■ Aim
Can you repeat each of the items below line for line, with the pictures left out?

:: Data supplied

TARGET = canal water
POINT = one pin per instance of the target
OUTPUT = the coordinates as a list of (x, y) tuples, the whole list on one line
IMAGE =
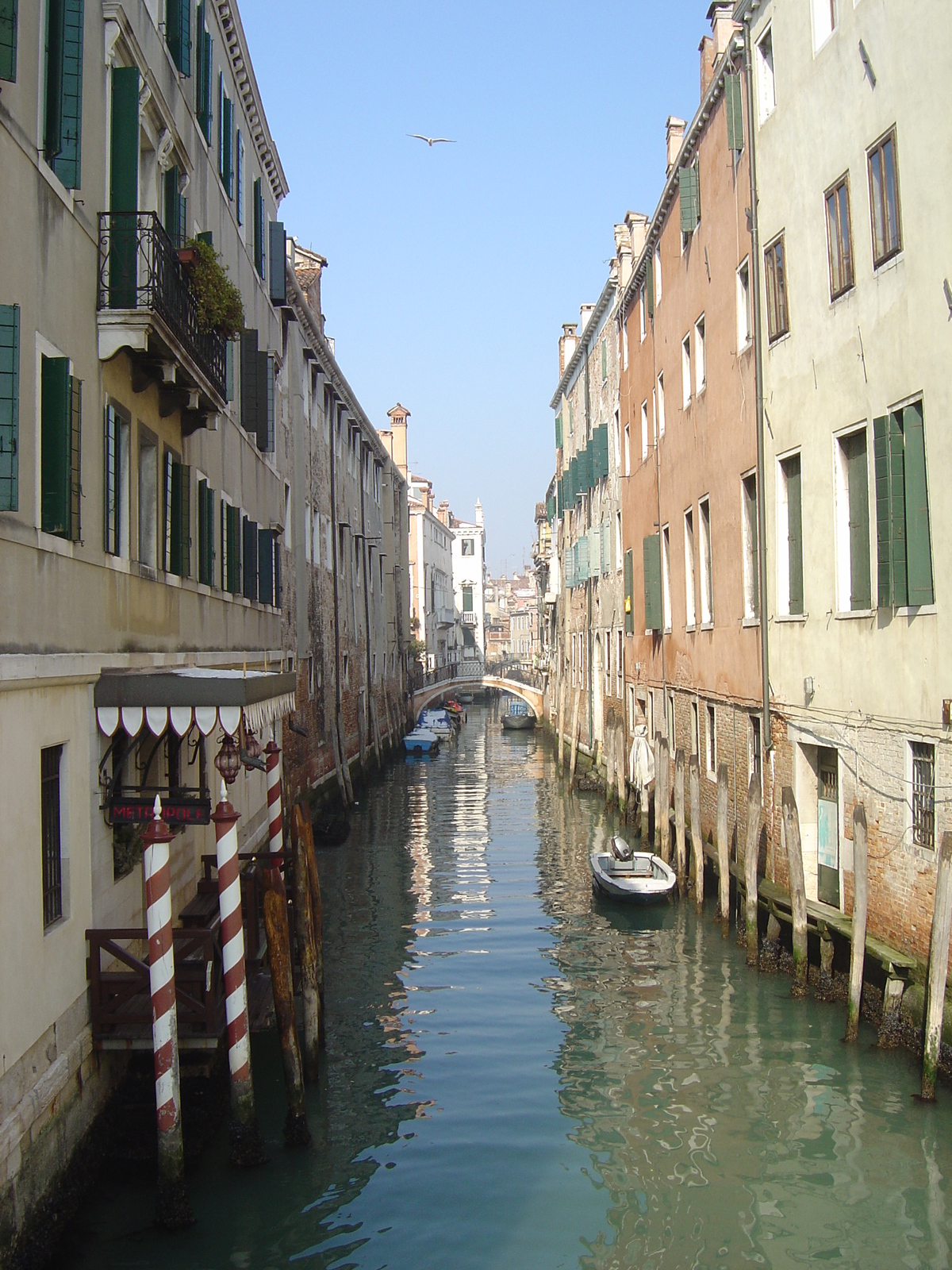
[(522, 1076)]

::::

■ Written reply
TARGET = canal water
POINT = one pin per instance of the target
OUTPUT = the coordinates as a list of (x, y) tuples, the whole list on one line
IMAGE =
[(522, 1076)]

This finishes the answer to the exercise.